• _Problem_: Transcribe word for word the lines spanning the line with "Where can you see the oar" through the end of the records.

======

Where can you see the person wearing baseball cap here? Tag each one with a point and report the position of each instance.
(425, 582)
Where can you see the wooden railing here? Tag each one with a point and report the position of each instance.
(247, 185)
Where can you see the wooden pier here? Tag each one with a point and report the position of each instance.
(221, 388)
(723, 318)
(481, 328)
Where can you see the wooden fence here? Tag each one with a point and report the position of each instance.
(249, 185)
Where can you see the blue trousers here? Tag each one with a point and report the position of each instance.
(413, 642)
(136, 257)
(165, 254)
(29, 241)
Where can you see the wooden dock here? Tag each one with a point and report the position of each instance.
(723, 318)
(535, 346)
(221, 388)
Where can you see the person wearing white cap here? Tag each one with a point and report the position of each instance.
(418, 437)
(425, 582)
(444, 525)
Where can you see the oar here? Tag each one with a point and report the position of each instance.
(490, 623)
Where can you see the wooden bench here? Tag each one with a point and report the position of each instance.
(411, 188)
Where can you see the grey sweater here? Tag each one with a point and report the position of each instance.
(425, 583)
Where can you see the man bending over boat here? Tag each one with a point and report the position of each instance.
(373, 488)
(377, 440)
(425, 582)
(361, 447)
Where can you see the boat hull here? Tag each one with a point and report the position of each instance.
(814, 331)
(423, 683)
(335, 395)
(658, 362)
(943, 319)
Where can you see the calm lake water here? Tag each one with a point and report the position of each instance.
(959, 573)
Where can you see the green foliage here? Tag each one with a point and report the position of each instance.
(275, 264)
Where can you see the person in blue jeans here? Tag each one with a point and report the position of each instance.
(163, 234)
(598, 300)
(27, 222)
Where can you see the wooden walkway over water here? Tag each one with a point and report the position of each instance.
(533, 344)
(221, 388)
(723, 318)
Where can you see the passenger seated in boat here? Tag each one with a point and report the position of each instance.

======

• _Written response_:
Where can you see the oar here? Tag each one with a point and report the position of each instance.
(490, 623)
Where can you see the wooden bench here? Tag each one with a point and report the position of each instance.
(411, 188)
Where can you see the grey sweater here? Tag each one with a point and report the position of each instance.
(425, 583)
Where can you see the man bending over boat here? Tag each one with a point and report the position of each instance.
(373, 488)
(377, 440)
(425, 582)
(361, 447)
Where can you see the boat hull here? Tag each one with a point and report the position of each instance.
(814, 331)
(423, 683)
(335, 395)
(658, 362)
(943, 319)
Where can you see the calm lake water here? Tag each one with a point and report the position of each instance.
(959, 573)
Where can you see the green foliage here? Tag each one with a point and report the position of each instance.
(275, 264)
Where can you see the person in blue jeans here? Tag each one with a point and report the position of each instance.
(163, 234)
(598, 300)
(27, 222)
Where can you see the wooden walkway over water here? Tag each one with a point and report the position of each instance.
(533, 344)
(221, 388)
(723, 318)
Where can you see the passenger seated in boat here? Tag each one with a point and report the position of each instance.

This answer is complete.